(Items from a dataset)
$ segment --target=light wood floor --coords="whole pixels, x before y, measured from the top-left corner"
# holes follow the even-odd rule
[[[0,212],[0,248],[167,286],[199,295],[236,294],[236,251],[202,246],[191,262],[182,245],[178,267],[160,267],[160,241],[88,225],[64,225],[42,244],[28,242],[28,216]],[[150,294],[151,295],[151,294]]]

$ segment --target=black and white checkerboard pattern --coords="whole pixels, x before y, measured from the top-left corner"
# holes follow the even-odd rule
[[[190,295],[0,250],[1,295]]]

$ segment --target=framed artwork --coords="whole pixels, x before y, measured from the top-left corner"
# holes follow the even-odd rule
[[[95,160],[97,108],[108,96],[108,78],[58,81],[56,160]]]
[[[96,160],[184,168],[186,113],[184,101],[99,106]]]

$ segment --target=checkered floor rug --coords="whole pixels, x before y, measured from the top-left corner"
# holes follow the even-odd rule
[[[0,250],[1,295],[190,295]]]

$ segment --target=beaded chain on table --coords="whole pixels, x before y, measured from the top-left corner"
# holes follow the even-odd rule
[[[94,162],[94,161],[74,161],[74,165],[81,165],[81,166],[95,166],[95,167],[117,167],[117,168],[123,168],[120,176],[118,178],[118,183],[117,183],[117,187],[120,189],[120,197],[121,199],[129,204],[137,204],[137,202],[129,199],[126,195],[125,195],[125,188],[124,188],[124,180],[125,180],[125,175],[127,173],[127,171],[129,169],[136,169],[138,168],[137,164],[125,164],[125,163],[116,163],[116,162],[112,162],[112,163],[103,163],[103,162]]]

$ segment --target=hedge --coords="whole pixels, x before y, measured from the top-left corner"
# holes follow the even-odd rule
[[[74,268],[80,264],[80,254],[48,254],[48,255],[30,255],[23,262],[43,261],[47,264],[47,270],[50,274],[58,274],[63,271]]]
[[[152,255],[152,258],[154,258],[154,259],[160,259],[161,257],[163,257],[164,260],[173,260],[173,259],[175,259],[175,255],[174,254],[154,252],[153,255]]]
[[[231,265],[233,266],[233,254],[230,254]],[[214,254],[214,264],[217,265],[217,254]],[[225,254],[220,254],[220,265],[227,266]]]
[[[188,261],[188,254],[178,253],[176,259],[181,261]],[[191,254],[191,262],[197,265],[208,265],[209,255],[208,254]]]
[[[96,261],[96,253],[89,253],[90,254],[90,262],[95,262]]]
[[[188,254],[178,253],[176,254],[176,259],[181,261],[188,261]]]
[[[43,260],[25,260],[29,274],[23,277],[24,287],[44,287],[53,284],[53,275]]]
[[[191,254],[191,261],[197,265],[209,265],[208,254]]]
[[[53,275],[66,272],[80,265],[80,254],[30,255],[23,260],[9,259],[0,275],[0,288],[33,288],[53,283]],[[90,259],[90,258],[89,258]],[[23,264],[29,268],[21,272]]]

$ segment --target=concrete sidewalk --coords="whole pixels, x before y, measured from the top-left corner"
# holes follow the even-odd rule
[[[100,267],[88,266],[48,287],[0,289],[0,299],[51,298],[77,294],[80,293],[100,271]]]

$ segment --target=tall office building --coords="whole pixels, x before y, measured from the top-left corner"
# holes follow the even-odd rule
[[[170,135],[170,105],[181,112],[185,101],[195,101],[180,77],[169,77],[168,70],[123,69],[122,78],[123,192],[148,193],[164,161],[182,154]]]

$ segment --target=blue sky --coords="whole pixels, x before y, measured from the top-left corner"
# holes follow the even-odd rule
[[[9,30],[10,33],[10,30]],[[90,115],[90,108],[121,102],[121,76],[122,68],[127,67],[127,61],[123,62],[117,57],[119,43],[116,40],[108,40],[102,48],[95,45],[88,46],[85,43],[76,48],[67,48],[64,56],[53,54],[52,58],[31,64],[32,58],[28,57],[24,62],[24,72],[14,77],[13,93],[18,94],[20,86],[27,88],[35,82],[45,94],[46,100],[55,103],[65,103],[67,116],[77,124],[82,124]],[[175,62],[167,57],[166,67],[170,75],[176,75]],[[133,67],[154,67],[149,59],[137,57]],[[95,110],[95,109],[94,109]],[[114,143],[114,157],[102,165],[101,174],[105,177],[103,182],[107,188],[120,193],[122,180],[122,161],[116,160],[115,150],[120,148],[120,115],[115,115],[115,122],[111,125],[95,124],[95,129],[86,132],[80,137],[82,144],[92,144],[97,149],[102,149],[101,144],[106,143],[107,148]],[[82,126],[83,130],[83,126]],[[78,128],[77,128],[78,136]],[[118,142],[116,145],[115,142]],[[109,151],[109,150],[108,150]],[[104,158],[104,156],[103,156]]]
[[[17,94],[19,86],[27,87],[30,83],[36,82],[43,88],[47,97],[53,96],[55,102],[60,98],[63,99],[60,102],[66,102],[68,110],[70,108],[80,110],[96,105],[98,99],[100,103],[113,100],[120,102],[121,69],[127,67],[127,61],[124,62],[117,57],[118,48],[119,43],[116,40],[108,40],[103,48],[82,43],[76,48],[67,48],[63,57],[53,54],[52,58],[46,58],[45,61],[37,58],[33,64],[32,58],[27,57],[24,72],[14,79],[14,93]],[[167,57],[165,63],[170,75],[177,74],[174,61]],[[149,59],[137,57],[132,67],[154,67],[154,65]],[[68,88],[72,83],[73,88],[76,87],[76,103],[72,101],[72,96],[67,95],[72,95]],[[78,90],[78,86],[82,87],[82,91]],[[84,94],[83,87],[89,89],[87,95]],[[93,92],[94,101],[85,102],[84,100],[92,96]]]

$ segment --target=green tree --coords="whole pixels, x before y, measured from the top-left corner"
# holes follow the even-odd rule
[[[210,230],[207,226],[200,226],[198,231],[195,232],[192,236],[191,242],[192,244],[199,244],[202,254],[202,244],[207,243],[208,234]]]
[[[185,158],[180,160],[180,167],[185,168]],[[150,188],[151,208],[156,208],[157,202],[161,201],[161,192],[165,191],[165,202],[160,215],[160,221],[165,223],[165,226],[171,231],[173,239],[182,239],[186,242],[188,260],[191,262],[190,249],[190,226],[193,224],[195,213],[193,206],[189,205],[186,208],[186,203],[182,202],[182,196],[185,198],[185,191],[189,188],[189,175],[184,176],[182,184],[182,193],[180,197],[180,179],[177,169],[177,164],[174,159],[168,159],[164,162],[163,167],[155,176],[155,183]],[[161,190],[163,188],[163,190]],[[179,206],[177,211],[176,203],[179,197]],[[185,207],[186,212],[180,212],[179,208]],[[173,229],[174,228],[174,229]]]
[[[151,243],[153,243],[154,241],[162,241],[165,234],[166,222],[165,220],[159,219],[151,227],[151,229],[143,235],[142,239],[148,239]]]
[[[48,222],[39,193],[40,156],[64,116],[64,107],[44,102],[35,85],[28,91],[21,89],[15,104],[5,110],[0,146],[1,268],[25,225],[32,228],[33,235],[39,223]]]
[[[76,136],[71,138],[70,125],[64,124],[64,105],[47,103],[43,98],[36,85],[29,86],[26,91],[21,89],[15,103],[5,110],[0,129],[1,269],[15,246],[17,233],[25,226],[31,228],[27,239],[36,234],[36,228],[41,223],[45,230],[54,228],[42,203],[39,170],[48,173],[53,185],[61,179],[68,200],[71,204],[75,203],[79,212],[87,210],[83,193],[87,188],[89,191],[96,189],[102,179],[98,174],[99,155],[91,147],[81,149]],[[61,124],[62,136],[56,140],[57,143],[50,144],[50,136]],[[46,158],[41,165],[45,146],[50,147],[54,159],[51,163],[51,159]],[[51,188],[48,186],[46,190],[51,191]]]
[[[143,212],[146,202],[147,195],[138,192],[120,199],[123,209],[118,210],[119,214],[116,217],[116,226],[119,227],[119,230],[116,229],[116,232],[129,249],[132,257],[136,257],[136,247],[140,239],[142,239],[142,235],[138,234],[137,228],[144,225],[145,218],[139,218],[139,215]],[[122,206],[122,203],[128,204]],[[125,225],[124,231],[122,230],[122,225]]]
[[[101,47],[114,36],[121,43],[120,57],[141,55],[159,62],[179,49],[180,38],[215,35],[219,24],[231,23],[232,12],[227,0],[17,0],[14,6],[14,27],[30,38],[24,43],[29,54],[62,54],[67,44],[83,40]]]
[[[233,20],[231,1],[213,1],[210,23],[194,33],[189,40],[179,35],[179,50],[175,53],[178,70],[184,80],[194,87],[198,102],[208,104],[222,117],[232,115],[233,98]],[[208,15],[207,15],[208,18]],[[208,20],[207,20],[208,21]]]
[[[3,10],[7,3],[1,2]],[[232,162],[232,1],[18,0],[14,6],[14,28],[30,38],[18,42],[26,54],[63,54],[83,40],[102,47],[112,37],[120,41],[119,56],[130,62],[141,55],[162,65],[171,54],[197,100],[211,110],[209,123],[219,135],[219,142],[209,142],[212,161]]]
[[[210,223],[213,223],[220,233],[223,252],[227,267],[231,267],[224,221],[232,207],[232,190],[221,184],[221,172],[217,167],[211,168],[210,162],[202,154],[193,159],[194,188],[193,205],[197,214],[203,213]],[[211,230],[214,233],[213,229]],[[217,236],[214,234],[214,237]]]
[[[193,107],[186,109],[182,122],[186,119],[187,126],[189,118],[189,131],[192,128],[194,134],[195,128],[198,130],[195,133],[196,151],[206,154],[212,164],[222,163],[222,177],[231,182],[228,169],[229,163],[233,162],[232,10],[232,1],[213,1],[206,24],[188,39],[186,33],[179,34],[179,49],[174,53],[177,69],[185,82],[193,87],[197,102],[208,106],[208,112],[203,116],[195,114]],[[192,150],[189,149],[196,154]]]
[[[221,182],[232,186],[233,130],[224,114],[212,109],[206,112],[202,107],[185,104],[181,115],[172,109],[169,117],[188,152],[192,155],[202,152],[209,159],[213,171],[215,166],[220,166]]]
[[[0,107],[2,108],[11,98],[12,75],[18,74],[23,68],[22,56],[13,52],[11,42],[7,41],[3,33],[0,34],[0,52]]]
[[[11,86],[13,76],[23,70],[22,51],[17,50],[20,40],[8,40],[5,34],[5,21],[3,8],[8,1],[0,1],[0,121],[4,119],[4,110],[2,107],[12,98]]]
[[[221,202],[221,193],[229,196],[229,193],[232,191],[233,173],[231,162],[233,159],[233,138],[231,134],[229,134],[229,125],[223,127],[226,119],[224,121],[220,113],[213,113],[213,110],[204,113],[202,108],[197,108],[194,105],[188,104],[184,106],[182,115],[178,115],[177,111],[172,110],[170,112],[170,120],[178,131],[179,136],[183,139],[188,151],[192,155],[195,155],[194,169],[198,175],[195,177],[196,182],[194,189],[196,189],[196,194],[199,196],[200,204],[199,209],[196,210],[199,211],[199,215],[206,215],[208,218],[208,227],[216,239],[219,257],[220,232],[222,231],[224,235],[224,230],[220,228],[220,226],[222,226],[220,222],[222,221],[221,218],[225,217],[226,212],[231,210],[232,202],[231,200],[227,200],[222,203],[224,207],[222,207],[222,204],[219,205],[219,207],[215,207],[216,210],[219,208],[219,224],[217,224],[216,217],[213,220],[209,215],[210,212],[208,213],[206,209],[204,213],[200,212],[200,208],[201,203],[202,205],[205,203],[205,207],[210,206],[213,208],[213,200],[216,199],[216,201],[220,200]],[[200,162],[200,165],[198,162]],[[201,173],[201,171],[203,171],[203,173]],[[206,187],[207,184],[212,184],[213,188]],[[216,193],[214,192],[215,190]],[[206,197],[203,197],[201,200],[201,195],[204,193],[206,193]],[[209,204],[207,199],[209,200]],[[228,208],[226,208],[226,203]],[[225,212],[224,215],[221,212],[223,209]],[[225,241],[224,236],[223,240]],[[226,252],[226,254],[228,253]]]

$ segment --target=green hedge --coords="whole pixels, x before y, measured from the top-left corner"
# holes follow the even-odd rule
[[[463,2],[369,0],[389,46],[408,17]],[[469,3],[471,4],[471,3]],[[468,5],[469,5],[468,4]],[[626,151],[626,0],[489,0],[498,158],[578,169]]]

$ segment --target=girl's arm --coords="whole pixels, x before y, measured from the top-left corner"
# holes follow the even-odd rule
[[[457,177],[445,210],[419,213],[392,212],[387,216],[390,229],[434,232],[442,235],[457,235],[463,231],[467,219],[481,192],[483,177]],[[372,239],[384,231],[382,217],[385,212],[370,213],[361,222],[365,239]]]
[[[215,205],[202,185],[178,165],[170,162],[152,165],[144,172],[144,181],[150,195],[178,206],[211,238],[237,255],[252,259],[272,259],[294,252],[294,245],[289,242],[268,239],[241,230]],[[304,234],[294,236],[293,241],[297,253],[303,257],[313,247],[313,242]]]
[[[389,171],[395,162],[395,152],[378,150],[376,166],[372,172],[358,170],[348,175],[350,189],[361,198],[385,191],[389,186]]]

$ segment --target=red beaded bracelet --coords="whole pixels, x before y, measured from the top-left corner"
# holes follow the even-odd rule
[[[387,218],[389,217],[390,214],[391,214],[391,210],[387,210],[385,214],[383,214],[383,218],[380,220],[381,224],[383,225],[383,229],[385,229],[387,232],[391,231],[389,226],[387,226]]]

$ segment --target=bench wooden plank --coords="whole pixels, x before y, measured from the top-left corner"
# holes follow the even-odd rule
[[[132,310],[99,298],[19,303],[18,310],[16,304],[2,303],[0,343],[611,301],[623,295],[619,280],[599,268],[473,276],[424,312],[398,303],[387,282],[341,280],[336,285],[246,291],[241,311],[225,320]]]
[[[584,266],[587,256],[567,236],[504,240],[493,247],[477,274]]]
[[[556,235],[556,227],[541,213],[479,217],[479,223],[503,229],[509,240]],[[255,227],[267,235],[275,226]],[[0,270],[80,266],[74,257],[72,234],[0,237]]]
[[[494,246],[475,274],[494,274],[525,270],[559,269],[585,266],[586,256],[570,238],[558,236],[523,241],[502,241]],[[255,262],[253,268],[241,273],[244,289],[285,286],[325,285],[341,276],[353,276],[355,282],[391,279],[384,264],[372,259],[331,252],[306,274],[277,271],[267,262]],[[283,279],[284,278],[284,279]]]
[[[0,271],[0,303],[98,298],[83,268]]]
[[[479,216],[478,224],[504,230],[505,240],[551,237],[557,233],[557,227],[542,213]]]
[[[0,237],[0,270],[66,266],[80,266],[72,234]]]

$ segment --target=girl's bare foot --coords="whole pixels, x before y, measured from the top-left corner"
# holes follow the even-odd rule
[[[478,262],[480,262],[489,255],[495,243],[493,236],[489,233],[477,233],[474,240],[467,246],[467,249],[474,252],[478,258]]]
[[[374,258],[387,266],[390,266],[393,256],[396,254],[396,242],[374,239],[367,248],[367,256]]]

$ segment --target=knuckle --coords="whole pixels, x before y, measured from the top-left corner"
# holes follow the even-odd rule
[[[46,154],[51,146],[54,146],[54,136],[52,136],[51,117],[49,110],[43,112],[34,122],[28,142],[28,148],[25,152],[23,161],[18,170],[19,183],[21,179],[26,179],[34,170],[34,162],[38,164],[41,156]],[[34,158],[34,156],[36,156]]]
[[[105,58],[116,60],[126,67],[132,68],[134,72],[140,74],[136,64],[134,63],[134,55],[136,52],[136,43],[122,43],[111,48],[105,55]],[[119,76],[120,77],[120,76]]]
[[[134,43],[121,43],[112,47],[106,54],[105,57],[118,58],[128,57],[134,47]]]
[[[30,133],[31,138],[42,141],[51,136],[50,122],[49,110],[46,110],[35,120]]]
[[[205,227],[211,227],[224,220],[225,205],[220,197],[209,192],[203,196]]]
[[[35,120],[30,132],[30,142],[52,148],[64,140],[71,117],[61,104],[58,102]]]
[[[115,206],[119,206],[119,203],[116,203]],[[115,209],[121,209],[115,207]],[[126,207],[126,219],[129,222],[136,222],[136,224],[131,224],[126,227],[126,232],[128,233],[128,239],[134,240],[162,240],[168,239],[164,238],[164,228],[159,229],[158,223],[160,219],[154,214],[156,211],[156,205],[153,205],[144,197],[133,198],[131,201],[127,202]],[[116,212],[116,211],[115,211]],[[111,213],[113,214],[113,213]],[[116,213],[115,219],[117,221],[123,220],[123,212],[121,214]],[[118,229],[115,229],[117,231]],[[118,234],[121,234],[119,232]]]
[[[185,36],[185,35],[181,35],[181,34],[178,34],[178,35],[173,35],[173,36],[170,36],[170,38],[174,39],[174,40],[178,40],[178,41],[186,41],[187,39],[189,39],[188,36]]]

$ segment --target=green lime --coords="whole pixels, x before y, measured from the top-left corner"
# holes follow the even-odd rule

=== Work order ===
Scan the records for the string "hedge" and show every line that contains it.

=== Solution below ===
$ segment --target=hedge --coords="whole pixels, x before y, measured from the top-left corner"
$ segment --target=green hedge --coords="whole pixels, x before y, measured from the top-left corner"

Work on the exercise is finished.